_EXTRACTED MATERIAL_
==================================================

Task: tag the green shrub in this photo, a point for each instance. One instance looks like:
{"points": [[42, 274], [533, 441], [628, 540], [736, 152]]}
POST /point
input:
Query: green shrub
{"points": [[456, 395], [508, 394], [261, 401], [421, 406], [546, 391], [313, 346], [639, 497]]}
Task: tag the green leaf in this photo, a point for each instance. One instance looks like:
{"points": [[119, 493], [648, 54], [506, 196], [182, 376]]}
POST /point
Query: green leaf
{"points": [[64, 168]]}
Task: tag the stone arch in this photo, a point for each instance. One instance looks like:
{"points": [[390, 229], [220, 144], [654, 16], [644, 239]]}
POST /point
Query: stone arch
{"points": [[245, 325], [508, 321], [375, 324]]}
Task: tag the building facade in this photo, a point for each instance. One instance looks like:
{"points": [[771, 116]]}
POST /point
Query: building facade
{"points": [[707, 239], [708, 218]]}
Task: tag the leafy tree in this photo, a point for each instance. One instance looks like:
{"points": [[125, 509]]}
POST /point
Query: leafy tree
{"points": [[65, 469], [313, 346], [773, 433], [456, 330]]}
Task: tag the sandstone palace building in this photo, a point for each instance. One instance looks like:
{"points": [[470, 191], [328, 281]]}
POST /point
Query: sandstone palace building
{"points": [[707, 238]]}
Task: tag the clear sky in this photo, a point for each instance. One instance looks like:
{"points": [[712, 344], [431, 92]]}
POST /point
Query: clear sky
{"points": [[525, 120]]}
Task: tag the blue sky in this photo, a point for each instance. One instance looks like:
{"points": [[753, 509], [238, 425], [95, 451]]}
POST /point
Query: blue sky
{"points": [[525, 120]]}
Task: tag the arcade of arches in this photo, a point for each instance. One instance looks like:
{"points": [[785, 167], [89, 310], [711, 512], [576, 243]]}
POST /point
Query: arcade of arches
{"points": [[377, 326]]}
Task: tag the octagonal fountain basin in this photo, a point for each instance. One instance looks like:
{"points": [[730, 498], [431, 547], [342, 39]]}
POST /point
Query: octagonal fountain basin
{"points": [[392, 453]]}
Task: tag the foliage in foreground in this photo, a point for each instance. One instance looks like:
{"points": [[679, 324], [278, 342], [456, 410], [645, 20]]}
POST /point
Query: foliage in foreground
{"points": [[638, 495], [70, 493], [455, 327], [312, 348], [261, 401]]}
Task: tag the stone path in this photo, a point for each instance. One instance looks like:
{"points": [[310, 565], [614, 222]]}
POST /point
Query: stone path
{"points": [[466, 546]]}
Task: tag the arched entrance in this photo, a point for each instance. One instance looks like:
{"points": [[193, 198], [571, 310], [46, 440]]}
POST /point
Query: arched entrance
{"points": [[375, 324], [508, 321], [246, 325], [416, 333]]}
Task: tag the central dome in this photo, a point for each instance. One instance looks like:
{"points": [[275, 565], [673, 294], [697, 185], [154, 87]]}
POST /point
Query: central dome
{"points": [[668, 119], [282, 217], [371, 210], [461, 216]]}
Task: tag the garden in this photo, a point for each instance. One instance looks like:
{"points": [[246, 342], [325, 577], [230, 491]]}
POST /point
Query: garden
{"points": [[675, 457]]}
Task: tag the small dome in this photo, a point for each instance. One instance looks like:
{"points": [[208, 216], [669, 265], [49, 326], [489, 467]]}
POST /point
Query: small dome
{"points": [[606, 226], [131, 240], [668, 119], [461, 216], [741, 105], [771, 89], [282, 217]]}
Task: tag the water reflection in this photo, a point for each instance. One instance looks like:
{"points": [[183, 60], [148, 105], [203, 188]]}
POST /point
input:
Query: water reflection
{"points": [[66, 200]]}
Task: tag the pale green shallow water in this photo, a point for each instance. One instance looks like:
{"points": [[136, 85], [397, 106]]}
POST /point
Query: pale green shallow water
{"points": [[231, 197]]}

==================================================

_AIM_
Could you write out the records again, starting at the line that contains "Task: tag the small" and ending at the end of the records, swapping "water reflection" for "pool reflection" and leaving everything else unchanged?

_EXERCISE RESULT_
Task: tag the small dome in this photo, a point for each instance. One instance looks like:
{"points": [[208, 216], [669, 265], [49, 326], [489, 467]]}
POST /point
Query: small dome
{"points": [[606, 226], [131, 240], [668, 119], [461, 216], [741, 105], [771, 89], [282, 217]]}
Task: tag the pool reflection in this photo, a point for each instance. One instance looks like:
{"points": [[183, 60], [148, 105], [203, 188]]}
POST /point
input:
Query: pool reflection
{"points": [[66, 200]]}
Task: tag the pale green shallow water in this photo, a point for each instance. One instance looks like:
{"points": [[136, 85], [397, 106]]}
POST /point
Query: pale green shallow water
{"points": [[231, 197]]}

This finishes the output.